╭─ Records to process

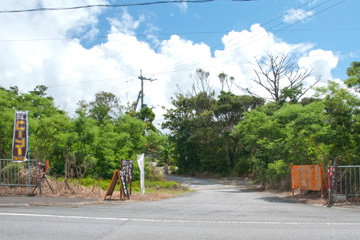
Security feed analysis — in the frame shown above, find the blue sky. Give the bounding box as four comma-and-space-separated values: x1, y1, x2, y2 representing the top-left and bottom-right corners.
0, 0, 360, 123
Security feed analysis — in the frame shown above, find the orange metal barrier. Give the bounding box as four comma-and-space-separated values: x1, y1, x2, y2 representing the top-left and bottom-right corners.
291, 163, 328, 196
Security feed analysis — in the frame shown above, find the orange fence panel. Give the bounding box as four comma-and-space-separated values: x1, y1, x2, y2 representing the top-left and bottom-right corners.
291, 163, 326, 195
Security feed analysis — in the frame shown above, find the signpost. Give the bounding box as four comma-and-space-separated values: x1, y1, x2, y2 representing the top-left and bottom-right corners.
11, 111, 30, 194
12, 111, 29, 162
121, 159, 133, 196
137, 154, 145, 195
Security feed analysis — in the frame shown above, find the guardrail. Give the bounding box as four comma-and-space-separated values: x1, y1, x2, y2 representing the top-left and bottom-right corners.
0, 159, 39, 187
336, 165, 360, 196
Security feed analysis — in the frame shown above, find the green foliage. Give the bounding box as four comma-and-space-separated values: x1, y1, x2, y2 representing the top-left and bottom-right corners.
344, 62, 360, 92
0, 85, 167, 180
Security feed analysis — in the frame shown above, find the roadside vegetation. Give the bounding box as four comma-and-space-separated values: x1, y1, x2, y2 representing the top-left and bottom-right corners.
0, 55, 360, 192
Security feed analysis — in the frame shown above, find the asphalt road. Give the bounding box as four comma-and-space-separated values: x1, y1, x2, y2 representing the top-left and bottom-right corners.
0, 177, 360, 240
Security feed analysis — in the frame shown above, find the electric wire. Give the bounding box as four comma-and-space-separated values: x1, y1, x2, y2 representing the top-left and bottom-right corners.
148, 0, 347, 75
0, 0, 259, 14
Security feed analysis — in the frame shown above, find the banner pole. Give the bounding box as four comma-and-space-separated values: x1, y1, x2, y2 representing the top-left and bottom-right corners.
26, 111, 31, 194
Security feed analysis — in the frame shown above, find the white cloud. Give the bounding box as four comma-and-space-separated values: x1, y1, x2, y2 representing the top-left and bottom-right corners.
0, 0, 337, 127
108, 8, 145, 35
283, 8, 314, 24
176, 2, 188, 12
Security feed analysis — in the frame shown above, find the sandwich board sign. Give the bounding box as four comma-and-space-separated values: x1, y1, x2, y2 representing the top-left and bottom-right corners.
104, 170, 130, 200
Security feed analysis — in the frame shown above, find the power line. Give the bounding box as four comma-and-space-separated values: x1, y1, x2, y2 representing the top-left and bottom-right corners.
150, 0, 346, 76
0, 0, 258, 13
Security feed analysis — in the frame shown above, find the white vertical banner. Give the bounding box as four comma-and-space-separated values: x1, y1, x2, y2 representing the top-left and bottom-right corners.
137, 153, 145, 195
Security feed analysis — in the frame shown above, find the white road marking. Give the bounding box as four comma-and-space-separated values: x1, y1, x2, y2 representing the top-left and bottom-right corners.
0, 213, 360, 226
0, 213, 129, 221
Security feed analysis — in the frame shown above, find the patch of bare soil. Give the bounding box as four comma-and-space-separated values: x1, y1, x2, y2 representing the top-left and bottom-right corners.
0, 177, 184, 201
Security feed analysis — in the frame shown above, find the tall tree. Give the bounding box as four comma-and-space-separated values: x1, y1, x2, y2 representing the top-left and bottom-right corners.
242, 53, 319, 102
88, 92, 121, 124
344, 62, 360, 92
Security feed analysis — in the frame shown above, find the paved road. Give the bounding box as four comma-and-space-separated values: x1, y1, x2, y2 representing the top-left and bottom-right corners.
0, 174, 360, 240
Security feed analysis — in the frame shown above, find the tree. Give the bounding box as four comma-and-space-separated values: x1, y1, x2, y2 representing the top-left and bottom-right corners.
344, 62, 360, 92
242, 53, 319, 102
218, 72, 235, 92
88, 92, 121, 124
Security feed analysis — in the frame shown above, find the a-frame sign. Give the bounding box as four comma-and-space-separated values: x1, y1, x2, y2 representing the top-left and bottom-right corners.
104, 170, 130, 200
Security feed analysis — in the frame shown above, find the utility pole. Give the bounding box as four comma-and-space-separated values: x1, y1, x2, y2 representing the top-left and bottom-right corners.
135, 70, 156, 111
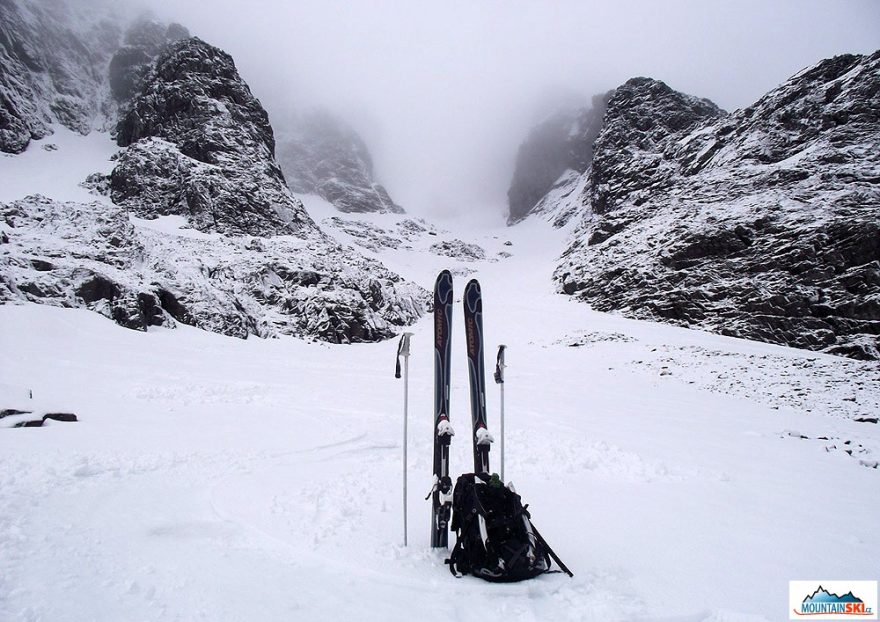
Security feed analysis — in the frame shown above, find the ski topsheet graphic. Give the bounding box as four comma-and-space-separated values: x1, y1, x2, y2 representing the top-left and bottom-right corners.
462, 279, 493, 473
430, 270, 455, 547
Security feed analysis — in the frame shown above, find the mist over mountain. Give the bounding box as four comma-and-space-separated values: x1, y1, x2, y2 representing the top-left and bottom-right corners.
139, 0, 880, 220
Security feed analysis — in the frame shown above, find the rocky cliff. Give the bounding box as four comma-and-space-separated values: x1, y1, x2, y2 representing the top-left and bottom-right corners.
0, 0, 428, 343
507, 93, 611, 225
110, 38, 315, 235
555, 52, 880, 359
278, 111, 403, 214
0, 0, 122, 153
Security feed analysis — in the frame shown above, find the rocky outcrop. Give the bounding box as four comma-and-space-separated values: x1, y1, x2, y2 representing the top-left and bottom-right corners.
278, 112, 403, 214
507, 93, 611, 225
0, 0, 122, 153
110, 38, 316, 235
0, 196, 428, 343
0, 9, 429, 343
555, 52, 880, 359
108, 17, 189, 104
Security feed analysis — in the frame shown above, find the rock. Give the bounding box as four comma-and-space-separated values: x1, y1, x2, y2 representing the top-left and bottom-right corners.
548, 52, 880, 359
0, 408, 31, 419
428, 240, 486, 261
278, 111, 403, 214
43, 413, 78, 423
507, 92, 612, 225
110, 38, 317, 236
0, 0, 121, 153
108, 18, 189, 104
0, 196, 429, 343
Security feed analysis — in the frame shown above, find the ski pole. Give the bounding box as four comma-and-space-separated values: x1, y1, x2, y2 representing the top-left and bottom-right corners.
495, 345, 507, 482
394, 333, 413, 546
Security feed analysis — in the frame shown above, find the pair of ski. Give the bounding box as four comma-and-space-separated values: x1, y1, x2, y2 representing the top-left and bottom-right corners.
430, 270, 492, 547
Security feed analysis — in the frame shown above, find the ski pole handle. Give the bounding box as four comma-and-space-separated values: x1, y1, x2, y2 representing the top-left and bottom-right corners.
495, 345, 507, 384
394, 333, 413, 378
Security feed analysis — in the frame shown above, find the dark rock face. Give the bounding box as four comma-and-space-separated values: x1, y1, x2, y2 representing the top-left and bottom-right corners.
278, 112, 403, 214
0, 195, 429, 343
108, 19, 189, 104
0, 0, 121, 153
110, 38, 316, 235
507, 93, 612, 225
556, 52, 880, 359
589, 78, 724, 214
0, 11, 429, 343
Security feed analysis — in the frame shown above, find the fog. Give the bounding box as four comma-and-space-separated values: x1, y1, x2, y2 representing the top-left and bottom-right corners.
145, 0, 880, 222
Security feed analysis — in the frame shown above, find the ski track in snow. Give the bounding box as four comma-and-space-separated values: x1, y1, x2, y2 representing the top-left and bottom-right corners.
0, 129, 880, 622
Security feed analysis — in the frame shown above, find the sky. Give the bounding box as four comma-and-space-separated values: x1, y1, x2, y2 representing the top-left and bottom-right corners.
143, 0, 880, 218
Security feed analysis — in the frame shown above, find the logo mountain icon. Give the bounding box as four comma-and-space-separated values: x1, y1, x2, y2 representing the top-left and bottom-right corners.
804, 585, 864, 603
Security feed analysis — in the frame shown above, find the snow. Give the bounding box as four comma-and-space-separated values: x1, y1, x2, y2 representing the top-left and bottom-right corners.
0, 124, 119, 203
0, 127, 880, 622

╰─

Rewrite every item above with "Security feed analysis" changed to "Camera footage review" and nothing else altered. Leave out the pictures.

Camera footage review — in the frame shown above, find the blue sky. Give the bounding box as four comma-and-space-separated values: x1, y1, x2, y2 representing the top-left and bottom-right corners.
0, 0, 360, 123
Camera footage review — in the frame shown above, find the orange metal barrier. Give the bounding box as four comma-and-space-separated values: x1, y1, x2, y2 representing the top-left and bottom-right corners.
291, 163, 328, 196
Camera footage review — in the frame shown above, find the orange fence panel. Give the bounding box as four comma-and-space-separated values: x1, y1, x2, y2 representing the top-left and bottom-right corners.
291, 163, 326, 195
Camera footage review — in the frame shown above, find the signpost. Give the bounding box as four comma-and-space-separated values: x1, y1, x2, y2 representing the top-left and bottom-right corners.
11, 111, 30, 194
12, 111, 29, 162
121, 159, 133, 196
137, 154, 145, 195
Camera footage review — in the frame shown above, find the guardrail. Give the bounding box as four comma-and-space-separated values: x1, y1, x2, y2 representing the top-left and bottom-right corners.
0, 159, 39, 187
336, 165, 360, 196
Camera footage review — in the frame shown above, find the green foliage. Give the bounding box as four comma-and-space-separated values: x1, y1, x2, y2 representing the top-left and bottom-right corners.
344, 62, 360, 92
0, 85, 167, 180
Camera footage review — in the frame shown above, find the roadside vegetation. Give the bounding box as four comma-and-space-separated values: x1, y1, x2, y2 representing the top-left and bottom-right corners.
0, 55, 360, 192
Camera footage review — in the frame shown above, find the asphalt road. Give the bounding box as four comma-and-space-separated values: x1, y1, x2, y2 representing the top-left and bottom-right corners.
0, 177, 360, 240
Camera footage review — in the frame shown above, find the electric wire. Give the bounding box as four comma-and-space-separated values: x1, y1, x2, y2 representing the top-left and bottom-right corners.
148, 0, 347, 75
0, 0, 259, 14
Camera footage review — in the frame shown above, find the banner pole. Give the bounding box as four comma-and-space-separated values: x1, y1, x2, y2 representing the top-left and bottom-right corners.
26, 111, 31, 194
Camera footage review — in the frame shown above, find the white cloud. Give the bounding box as four comma-and-space-separated values: x1, y1, x2, y2 representing the top-left and bottom-right corners.
0, 0, 337, 127
108, 8, 145, 35
283, 8, 314, 24
176, 2, 188, 12
Camera footage review — in the frame shown above, find the sandwich board sign. Give the bounding box as four comma-and-space-separated values: x1, y1, x2, y2 representing the top-left and bottom-right corners.
104, 170, 130, 200
Camera footage review — in the frame shown above, find the power line. Give the bounding box as four comma-and-space-separated values: x1, y1, x2, y2 representing the top-left and bottom-right corners.
150, 0, 346, 76
0, 0, 258, 13
Camera footage review — in the frame shown above, find the white vertical banner. Give the bounding box as four comma-and-space-separated values: x1, y1, x2, y2 representing the top-left and bottom-right corners.
137, 153, 145, 195
Camera footage review — in the frame shown above, find the white road marking. Give the bounding box as four comma-and-space-separated values: x1, y1, x2, y2 representing the top-left and bottom-right corners.
0, 213, 360, 226
0, 213, 129, 221
Camera footage review — in the frame shown above, find the patch of bare soil. Give the bounding box as four comma-and-space-separated values: x1, y1, x2, y2 representing the top-left and bottom-right corners.
0, 177, 184, 201
Camera footage review — in the frame shown above, find the tall tree. Give the bounding box as four comma-and-space-separated values: x1, y1, x2, y2 representing the top-left and bottom-right corners.
242, 53, 319, 102
88, 92, 121, 124
344, 62, 360, 92
Camera footage review — in the frame shown above, find the paved road. Give the bounding box as four comma-and-space-separated values: x1, y1, x2, y2 representing the top-left and bottom-right corners.
0, 174, 360, 240
Camera footage review — in the frame shown above, find the tree. Give the bounding box as four comma-and-space-separated values: x1, y1, x2, y2 representing the top-left and bottom-right corners.
344, 62, 360, 92
242, 53, 319, 102
218, 72, 235, 92
88, 92, 121, 124
Camera footage review — in the frame shown above, find the a-frame sign. Give the bounding box as four comma-and-space-separated values: x1, y1, x2, y2 representing the top-left and bottom-right corners.
104, 170, 130, 200
Camera footage review — in the frame shown above, find the utility pole. Give the bounding box as four comma-and-space-separated values: x1, y1, x2, y2 representing the top-left and bottom-right corners.
135, 70, 156, 111
Camera footage review — in the frame shown above, find the ski topsheet graphic. Give the bounding box as four comma-and-space-separated values: x1, y1, x2, y2 representing the top-left and bottom-right corners.
462, 279, 493, 473
430, 270, 455, 547
Camera footage review — in the frame shown above, find the mist over mountain. Give the bounding box as four comma-and-space-separated values: x1, y1, x2, y2 representing the top-left and bottom-right corners.
139, 0, 880, 220
Camera footage review — in the frame shown above, find the rocky cliff. Give the bounding box as four comma-and-space-separated values: x1, y1, x2, y2 representing the top-left and bottom-right corners.
0, 0, 428, 343
507, 93, 611, 225
110, 38, 315, 235
555, 52, 880, 359
278, 111, 403, 214
0, 0, 122, 153
Camera footage review — in the frame shown above, find the rocky outcrop. Give the bounding box as four comma-and-space-separated values: x1, y1, x2, y2 representing the top-left and bottom-right corners.
278, 112, 403, 214
507, 93, 611, 225
0, 0, 122, 153
110, 38, 316, 235
0, 196, 428, 343
0, 9, 429, 343
555, 52, 880, 359
108, 17, 189, 104
Camera footage review — in the frame shown above, find the rock. Give the bounding box as four comma-and-space-separated values: x1, y1, x2, y2 representing the top-left and bottom-right corners.
548, 52, 880, 359
0, 408, 31, 419
428, 240, 486, 261
278, 111, 403, 214
43, 413, 78, 423
507, 92, 612, 225
110, 38, 317, 236
0, 0, 121, 153
108, 18, 189, 104
0, 196, 429, 343
Camera footage review — in the frame shown above, find the ski pole. Give the bounding box as four comma-and-space-separated values: x1, y1, x2, y2 representing the top-left and bottom-right corners.
495, 345, 507, 482
394, 333, 413, 546
Camera footage review — in the frame shown above, find the pair of ski. Give the bounding box as four comma-and-space-separated values: x1, y1, x2, y2 representing the top-left and bottom-right corners.
430, 270, 492, 547
Camera footage review — in the frame shown above, find the ski pole handle. Give the bounding box as four comma-and-space-separated values: x1, y1, x2, y2 representing the top-left and bottom-right corners.
495, 345, 507, 384
394, 333, 413, 378
Camera footage review — in the frame shown above, find the dark rock face. Give the bounding box as four comma-and-space-separated values: x1, y1, x2, y2 representing the top-left and bottom-right corners.
278, 112, 403, 214
0, 195, 429, 343
108, 19, 189, 104
0, 0, 121, 153
110, 38, 316, 235
507, 93, 612, 225
556, 52, 880, 359
589, 78, 724, 214
0, 11, 429, 343
Camera footage review — in the frame shown above, find the fog. Give the bounding box as four comma-and-space-separated values: x1, y1, x2, y2 representing the top-left and bottom-right corners.
145, 0, 880, 222
Camera footage review — in the frame shown above, find the ski track in snow. Give the bounding box as four comma-and-space-separated values: x1, y1, x2, y2 representing the top-left and bottom-right corners.
0, 129, 880, 622
Camera footage review — in the frame shown above, find the sky. Give the bounding box as four comma-and-space-separated values: x1, y1, x2, y2 representing the top-left and bottom-right corners.
143, 0, 880, 218
Camera footage review — in the frame shown above, find the logo mountain icon. Give the bounding box as four comma-and-space-separated values: x1, y1, x2, y2 representing the top-left and bottom-right corners.
804, 585, 864, 603
Camera footage review — in the frame shown above, find the snow. Give the bounding box as four comma-and-space-separated values: x1, y1, x2, y2 representing the top-left and bottom-right corners.
0, 124, 119, 203
0, 127, 880, 622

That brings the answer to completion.